From b1baee60f58588aca309c85b9b80db52ee29c506 Mon Sep 17 00:00:00 2001
From: Megvii Engine Team <megengine@megvii.com>
Date: Wed, 7 Apr 2021 12:35:55 +0800
Subject: [PATCH] feat(imperative/utils): add optimize-for-inference interface
 for opgraph

GitOrigin-RevId: 9f93f821905dc05e3968247129920a0a1d43712f
---
 imperative/python/megengine/utils/network.py | 92 ++++++++++++--------
 1 file changed, 55 insertions(+), 37 deletions(-)

diff --git a/imperative/python/megengine/utils/network.py b/imperative/python/megengine/utils/network.py
index 4a3f5ac1..80121d33 100644
--- a/imperative/python/megengine/utils/network.py
+++ b/imperative/python/megengine/utils/network.py
@@ -11,7 +11,7 @@ import fnmatch
 import itertools
 import re
 from collections import OrderedDict
-from typing import Dict, List
+from typing import Dict, List, Sequence
 
 import numpy as np
 
@@ -87,6 +87,58 @@ class Network:
             for o in opr.outputs:
                 self.all_vars_map[o.var.id] = o
 
+    def optimize_for_inference(self, dest_vars, **kwargs):
+        r"""

-- Data --
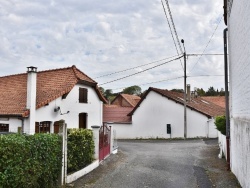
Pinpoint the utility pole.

-- What to produce --
In the patch, why is the method `optimize_for_inference` added to the `Network` class? Answer in one to three sentences. Answer from the patch only.

-- Solution to the exercise --
The subject line marks the change as a feature in imperative/utils that adds an optimize-for-inference interface for opgraph. The new `optimize_for_inference(self, dest_vars, **kwargs)` method in network.py is that interface.